(Excerpts from point annotation records)
— Start —
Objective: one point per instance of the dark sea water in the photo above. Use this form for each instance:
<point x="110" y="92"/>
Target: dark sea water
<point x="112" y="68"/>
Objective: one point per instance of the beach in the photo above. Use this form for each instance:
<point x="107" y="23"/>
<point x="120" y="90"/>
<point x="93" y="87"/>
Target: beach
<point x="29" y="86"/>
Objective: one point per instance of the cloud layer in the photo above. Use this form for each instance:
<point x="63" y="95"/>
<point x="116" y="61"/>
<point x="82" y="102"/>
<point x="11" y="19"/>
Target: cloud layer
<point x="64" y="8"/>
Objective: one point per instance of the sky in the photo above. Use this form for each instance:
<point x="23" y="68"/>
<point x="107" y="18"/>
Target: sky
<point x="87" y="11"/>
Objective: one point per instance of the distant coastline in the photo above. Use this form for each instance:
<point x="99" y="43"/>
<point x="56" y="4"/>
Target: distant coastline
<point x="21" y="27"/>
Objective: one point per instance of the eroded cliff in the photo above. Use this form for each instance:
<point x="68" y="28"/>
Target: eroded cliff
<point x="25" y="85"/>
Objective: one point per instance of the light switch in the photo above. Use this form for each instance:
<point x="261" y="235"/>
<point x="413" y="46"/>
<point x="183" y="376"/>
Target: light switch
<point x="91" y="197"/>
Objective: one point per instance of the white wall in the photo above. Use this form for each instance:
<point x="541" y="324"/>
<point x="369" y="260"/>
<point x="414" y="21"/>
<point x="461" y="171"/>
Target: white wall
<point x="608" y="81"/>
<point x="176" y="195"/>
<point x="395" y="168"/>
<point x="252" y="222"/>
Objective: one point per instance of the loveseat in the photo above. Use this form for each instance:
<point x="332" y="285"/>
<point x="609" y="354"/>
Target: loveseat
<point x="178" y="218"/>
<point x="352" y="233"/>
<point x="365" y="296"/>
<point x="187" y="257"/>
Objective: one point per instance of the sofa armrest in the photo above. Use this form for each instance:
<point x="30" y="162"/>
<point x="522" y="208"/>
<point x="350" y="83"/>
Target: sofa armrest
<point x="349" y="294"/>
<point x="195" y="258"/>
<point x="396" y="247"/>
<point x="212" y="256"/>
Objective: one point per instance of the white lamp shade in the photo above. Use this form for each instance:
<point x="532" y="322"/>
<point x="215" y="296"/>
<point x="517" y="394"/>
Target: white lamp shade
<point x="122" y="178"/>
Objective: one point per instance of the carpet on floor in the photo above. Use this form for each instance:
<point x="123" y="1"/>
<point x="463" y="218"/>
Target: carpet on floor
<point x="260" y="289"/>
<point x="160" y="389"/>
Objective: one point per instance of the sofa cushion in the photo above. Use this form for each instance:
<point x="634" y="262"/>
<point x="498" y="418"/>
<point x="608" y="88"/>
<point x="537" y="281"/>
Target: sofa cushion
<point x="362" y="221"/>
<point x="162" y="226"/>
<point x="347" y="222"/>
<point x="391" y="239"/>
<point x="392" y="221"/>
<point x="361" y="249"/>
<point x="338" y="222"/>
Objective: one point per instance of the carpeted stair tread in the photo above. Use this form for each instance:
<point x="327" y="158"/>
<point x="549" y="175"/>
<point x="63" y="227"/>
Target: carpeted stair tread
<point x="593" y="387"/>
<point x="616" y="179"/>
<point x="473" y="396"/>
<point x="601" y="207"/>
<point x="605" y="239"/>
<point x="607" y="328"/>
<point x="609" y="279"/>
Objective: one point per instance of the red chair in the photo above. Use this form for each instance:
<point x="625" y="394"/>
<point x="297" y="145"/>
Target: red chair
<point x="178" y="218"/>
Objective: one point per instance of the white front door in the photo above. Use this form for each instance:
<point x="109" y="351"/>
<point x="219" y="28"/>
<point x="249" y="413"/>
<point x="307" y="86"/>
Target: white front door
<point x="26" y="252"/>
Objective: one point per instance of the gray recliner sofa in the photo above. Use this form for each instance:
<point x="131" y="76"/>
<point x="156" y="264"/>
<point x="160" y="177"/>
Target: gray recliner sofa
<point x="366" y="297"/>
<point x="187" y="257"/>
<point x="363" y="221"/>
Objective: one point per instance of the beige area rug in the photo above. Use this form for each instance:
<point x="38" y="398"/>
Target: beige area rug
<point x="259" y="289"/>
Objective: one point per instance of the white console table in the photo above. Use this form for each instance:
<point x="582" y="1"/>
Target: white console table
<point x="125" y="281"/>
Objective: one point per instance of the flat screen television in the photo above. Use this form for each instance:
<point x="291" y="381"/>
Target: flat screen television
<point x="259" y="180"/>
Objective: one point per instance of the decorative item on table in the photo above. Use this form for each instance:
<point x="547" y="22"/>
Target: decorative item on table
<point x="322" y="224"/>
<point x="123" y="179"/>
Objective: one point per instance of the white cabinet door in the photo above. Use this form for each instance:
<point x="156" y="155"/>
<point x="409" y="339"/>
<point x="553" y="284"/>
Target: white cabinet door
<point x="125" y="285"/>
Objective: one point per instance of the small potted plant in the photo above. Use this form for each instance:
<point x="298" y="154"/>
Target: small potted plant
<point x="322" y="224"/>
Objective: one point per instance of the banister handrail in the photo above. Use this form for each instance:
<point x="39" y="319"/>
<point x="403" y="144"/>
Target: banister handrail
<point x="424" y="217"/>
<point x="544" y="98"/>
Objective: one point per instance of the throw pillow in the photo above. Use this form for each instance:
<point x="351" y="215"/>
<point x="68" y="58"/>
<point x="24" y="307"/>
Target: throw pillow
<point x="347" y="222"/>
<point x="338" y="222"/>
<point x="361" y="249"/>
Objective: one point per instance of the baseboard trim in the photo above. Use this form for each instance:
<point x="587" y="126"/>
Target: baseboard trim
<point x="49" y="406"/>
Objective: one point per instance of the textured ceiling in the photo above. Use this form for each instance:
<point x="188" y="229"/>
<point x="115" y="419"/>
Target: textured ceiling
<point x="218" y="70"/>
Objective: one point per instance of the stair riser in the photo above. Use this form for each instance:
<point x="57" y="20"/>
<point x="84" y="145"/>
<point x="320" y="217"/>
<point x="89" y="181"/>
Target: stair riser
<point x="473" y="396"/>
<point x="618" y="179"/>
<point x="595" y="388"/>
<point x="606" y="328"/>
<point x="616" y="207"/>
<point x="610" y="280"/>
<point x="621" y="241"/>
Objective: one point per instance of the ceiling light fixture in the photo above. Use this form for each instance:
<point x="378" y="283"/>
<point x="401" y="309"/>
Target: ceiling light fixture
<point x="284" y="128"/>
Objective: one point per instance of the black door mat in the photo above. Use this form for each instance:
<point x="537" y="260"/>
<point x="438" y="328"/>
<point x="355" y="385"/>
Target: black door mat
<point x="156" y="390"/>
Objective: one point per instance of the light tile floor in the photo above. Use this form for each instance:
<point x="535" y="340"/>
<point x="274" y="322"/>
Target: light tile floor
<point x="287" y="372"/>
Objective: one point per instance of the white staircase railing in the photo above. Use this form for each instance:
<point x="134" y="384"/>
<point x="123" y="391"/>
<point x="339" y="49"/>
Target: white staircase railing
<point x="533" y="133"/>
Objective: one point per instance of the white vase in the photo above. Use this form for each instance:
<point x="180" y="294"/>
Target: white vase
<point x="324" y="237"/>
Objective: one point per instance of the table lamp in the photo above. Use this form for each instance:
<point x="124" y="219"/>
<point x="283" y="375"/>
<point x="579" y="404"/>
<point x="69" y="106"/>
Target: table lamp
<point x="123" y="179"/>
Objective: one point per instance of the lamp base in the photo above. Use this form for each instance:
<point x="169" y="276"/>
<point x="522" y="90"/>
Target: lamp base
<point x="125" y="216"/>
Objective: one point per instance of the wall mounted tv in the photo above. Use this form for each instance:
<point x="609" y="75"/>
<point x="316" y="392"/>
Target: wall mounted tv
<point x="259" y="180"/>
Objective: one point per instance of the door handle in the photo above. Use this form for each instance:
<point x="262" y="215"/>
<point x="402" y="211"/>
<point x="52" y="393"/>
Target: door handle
— End —
▶ _PROBLEM TO WORK ON_: Please render the records as a Markdown table with the columns Row and Line, starting at the line that contains "Objective: one point per instance of the wall" and ending at the last line of the records. Include only those lines, number them in order, and leave out any blank lines.

▶ _THE RESULT_:
| Row | Line |
|---|---|
| 1 | Objective: one point per instance of the wall mounted tv in the photo above. Use this form for each instance: |
| 2 | <point x="609" y="75"/> |
| 3 | <point x="316" y="392"/> |
| 4 | Target: wall mounted tv |
| 5 | <point x="259" y="180"/> |
| 6 | Objective: one point per instance of the door handle in the photo above. Use this form for each instance: |
| 7 | <point x="262" y="215"/> |
| 8 | <point x="402" y="211"/> |
| 9 | <point x="52" y="393"/> |
| 10 | Target: door handle |